Give every line of the listing word for word, beginning at the first and including the line with "x=328, y=34" as the last.

*** PROVIDED DATA ***

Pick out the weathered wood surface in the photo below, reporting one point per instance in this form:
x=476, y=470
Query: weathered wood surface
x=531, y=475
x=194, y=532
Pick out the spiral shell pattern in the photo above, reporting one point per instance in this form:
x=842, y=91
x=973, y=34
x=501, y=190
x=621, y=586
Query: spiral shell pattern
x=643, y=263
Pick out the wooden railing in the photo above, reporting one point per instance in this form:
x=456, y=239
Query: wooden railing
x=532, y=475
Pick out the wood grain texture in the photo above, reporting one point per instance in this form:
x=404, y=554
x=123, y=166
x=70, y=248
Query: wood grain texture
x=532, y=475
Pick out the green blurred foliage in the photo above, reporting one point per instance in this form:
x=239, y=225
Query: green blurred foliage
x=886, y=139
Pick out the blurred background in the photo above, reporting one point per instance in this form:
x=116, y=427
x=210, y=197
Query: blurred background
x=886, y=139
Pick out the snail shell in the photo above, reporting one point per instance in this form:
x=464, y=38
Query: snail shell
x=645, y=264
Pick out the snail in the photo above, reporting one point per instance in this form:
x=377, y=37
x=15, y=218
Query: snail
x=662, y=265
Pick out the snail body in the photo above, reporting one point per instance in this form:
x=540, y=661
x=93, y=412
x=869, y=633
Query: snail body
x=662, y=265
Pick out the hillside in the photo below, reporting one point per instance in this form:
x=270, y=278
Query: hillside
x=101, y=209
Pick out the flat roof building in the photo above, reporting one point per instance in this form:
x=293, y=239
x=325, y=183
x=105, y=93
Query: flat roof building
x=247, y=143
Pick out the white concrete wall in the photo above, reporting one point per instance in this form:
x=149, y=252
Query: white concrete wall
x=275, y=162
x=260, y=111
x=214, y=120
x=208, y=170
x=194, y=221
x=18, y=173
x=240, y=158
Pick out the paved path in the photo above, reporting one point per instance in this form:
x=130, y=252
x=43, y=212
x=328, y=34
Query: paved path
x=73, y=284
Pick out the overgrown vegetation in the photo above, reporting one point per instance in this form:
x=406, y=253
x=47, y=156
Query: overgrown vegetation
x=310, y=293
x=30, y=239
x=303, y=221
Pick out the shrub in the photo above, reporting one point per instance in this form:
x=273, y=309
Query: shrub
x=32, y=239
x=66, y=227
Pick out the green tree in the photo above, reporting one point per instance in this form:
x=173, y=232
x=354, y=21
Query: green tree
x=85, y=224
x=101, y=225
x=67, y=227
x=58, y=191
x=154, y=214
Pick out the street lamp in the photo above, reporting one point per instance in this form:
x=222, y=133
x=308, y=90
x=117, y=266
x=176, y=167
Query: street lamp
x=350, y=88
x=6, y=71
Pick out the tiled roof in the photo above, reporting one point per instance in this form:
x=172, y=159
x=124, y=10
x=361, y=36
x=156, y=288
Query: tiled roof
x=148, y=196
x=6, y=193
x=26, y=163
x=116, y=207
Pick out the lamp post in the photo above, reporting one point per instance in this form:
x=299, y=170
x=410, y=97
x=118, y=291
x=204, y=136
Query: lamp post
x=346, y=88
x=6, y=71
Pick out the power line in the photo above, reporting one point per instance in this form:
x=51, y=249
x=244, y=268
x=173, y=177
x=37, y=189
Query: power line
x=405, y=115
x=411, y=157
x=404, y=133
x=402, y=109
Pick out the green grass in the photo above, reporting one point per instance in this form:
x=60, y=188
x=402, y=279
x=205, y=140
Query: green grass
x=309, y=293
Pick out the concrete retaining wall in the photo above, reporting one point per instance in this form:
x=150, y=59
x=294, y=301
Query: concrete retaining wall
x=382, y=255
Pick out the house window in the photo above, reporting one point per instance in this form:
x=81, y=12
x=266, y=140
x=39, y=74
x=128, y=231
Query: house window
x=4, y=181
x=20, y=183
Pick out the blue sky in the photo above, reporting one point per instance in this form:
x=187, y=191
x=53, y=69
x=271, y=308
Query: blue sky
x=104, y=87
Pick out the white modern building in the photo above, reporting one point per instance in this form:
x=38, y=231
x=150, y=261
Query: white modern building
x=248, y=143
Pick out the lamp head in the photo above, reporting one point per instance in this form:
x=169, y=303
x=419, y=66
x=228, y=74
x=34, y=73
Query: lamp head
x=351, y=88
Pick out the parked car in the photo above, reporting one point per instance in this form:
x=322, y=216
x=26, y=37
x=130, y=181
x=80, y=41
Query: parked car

*** End of PROVIDED DATA ***

## OUTPUT OF THE TASK
Pick out the weathered wood surface in the photo below, reporting one point per instance in this form:
x=476, y=470
Query: weathered wood surface
x=531, y=475
x=194, y=532
Pick out the spiral shell pattern in the photo above, reporting one point per instance in this form:
x=842, y=91
x=973, y=34
x=501, y=190
x=621, y=586
Query: spiral shell pattern
x=643, y=263
Pick out the wooden railing in the photo above, reporting one point per instance in this form:
x=456, y=239
Query: wooden railing
x=532, y=475
Pick out the wood grain texture in the photo above, reporting one point per instance in this form:
x=404, y=554
x=123, y=166
x=70, y=248
Query: wood grain texture
x=532, y=475
Pick out the green blurred foliage in the photo above, reporting one point per instance in this form:
x=239, y=225
Query: green blurred foliage
x=886, y=139
Pick out the blurred background in the photo above, reporting one point per instance in this form:
x=116, y=427
x=210, y=197
Query: blurred background
x=886, y=139
Pick out the snail shell in the photo above, reporting one point per instance in this form:
x=464, y=38
Query: snail shell
x=645, y=264
Pick out the snail in the photo above, reporting one point per instance in this form:
x=377, y=37
x=15, y=218
Query: snail
x=662, y=265
Pick out the snail body in the photo above, reporting one point per instance in this form:
x=540, y=661
x=93, y=412
x=869, y=633
Query: snail body
x=662, y=265
Pick out the hillside in the photo below, reporting one point per instance in this form:
x=270, y=278
Query: hillside
x=101, y=209
Pick out the flat roof building in the photo above, reporting one point per instance in this form:
x=293, y=239
x=325, y=183
x=105, y=93
Query: flat roof building
x=247, y=143
Pick out the white concrete wall in the photo above, reporting one point per instance in this form:
x=149, y=252
Query: white concrete wall
x=275, y=162
x=260, y=111
x=214, y=120
x=208, y=170
x=194, y=221
x=18, y=173
x=240, y=158
Pick out the paved path in the photo above, reporting one point per instance in this form:
x=130, y=252
x=43, y=212
x=328, y=34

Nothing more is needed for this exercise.